• [TASK ITEM]
For the material below, output exactly the span from the line with "Wildlife-tally request: point out every instance of the knuckle" to the line with "Wildlife-tally request: point out every instance of the finger", including both, and nothing besides.

• [PROVIDED DATA]

↓

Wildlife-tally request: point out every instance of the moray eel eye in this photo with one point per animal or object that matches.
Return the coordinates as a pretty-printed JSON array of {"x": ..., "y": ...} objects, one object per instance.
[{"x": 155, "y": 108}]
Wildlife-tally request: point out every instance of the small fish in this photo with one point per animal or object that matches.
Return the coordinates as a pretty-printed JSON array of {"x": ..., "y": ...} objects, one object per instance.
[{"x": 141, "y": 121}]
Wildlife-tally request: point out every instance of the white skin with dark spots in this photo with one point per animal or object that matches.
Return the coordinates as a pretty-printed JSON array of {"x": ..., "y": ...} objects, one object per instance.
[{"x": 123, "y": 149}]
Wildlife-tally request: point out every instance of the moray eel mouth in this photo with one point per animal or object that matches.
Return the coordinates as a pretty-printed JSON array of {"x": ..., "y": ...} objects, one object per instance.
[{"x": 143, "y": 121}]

↑
↓

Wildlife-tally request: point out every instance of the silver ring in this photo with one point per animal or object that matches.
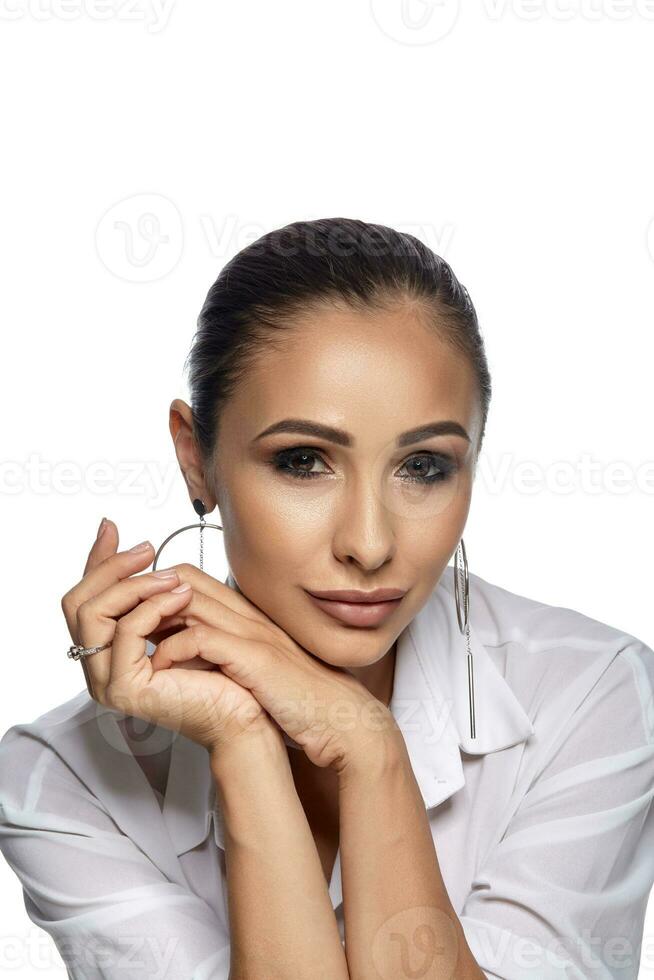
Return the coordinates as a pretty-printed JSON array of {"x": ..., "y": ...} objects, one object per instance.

↑
↓

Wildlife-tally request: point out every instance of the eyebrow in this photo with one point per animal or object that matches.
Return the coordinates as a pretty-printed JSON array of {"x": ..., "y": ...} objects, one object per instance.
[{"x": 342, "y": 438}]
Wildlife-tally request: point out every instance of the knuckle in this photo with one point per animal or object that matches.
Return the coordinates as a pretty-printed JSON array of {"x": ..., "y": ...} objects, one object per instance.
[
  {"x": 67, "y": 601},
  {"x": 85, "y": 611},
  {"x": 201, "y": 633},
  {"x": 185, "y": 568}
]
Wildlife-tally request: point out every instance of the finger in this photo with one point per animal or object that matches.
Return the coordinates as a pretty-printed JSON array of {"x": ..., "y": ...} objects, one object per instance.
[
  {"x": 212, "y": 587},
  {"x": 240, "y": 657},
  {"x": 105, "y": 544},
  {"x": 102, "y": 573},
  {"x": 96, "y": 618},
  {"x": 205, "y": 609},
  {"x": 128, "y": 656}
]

↑

• [OUTPUT]
Wildlife-tally request: point out every instance of the knuckle in this photo with one point per animal or object that matches.
Return the coordinates as a pretty-printed JSON array of {"x": ..., "y": ...} objects, one object per instance.
[
  {"x": 67, "y": 601},
  {"x": 85, "y": 611},
  {"x": 201, "y": 633},
  {"x": 185, "y": 568}
]
Wildlife-tally request: point out every instance of the finger in this photo with one point per animal or object that matches.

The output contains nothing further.